┌────────
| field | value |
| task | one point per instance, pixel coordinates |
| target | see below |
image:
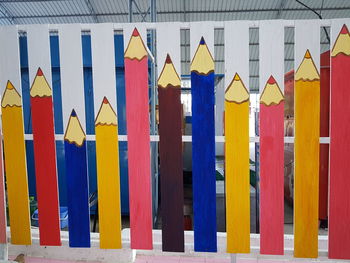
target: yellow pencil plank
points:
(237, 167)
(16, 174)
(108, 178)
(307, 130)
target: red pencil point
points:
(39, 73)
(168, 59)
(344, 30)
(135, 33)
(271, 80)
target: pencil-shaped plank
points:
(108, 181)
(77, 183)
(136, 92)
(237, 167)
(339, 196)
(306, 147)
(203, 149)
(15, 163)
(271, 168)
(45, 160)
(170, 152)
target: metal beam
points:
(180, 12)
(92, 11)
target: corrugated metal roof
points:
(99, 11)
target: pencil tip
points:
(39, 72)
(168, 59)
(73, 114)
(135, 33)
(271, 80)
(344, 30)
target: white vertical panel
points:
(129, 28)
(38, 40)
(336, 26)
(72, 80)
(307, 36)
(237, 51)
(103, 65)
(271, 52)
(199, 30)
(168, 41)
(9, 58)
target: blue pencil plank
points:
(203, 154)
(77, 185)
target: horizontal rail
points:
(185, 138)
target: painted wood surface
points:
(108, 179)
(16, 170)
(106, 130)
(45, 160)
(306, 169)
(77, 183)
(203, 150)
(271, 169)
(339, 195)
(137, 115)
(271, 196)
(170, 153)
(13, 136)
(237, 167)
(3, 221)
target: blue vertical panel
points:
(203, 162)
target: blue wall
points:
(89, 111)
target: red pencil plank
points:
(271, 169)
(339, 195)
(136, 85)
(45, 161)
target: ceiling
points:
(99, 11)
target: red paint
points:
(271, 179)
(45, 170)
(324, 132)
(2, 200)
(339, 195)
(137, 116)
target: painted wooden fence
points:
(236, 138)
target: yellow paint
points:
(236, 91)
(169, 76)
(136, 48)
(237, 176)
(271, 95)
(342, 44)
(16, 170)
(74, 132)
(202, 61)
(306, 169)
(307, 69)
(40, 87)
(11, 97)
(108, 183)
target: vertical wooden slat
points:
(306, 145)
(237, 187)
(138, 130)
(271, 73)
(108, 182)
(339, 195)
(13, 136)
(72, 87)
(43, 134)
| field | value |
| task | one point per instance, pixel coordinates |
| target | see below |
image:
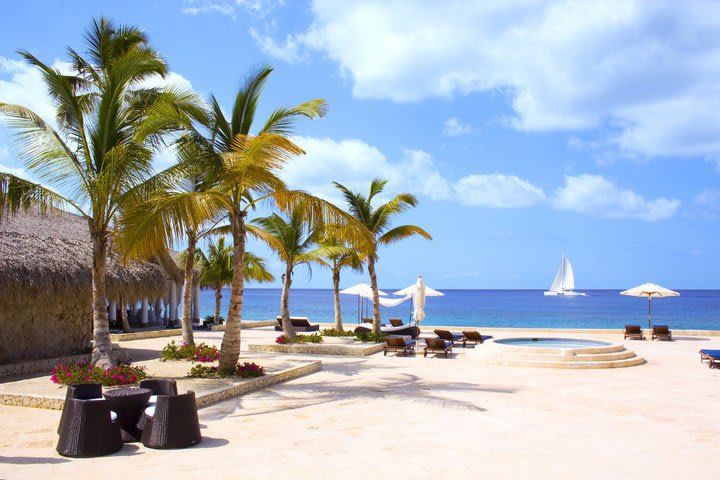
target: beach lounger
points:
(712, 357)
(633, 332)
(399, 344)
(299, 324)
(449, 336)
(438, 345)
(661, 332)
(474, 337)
└────────
• [Instruction] Copy out all of the lines above word for word, leaving out the pictures.

• [Solution]
| field | value |
| task | one point per instance, pixel coordinates |
| target | see below |
image:
target: yellow pencil plank
points:
(237, 167)
(16, 174)
(108, 178)
(307, 130)
target: red pencil point
points:
(39, 73)
(168, 59)
(344, 30)
(135, 33)
(271, 80)
target: pencil-shaped plank
points:
(108, 181)
(77, 183)
(136, 92)
(237, 167)
(339, 196)
(306, 147)
(203, 149)
(15, 163)
(271, 168)
(45, 160)
(170, 152)
target: metal beam
points:
(180, 12)
(92, 11)
target: corrugated metal roof
points:
(99, 11)
target: pencil tip
points:
(39, 72)
(168, 59)
(73, 114)
(135, 33)
(271, 80)
(344, 30)
target: white vertical panel
points:
(129, 28)
(38, 40)
(336, 26)
(72, 80)
(307, 36)
(237, 51)
(103, 65)
(271, 52)
(199, 30)
(168, 41)
(9, 58)
target: blue pencil plank
points:
(203, 154)
(77, 185)
target: horizontal rail
points:
(185, 138)
target: painted wood surface
points:
(108, 179)
(16, 170)
(106, 130)
(45, 160)
(306, 169)
(77, 183)
(203, 150)
(271, 169)
(339, 195)
(137, 115)
(271, 196)
(170, 153)
(13, 136)
(237, 167)
(3, 221)
target: blue vertical panel
points:
(203, 162)
target: blue wall
points:
(89, 111)
target: red pencil plank
points:
(271, 169)
(339, 195)
(136, 85)
(45, 161)
target: ceiling
points:
(99, 11)
target: red paint
points:
(271, 179)
(45, 170)
(324, 132)
(2, 200)
(339, 195)
(137, 116)
target: painted wooden fence
points:
(236, 138)
target: yellow paint
points:
(236, 91)
(169, 76)
(136, 48)
(237, 176)
(271, 95)
(342, 44)
(16, 170)
(74, 132)
(202, 61)
(306, 169)
(307, 69)
(40, 87)
(11, 97)
(108, 183)
target: vertical wooden slat
points:
(306, 145)
(237, 187)
(138, 130)
(271, 73)
(108, 182)
(339, 195)
(13, 136)
(72, 87)
(43, 134)
| field | value |
| task | one point per instance, pixel coordinates |
| target | see below |
image:
target: beach lounger
points:
(712, 357)
(633, 332)
(399, 344)
(299, 324)
(449, 336)
(438, 345)
(661, 332)
(474, 337)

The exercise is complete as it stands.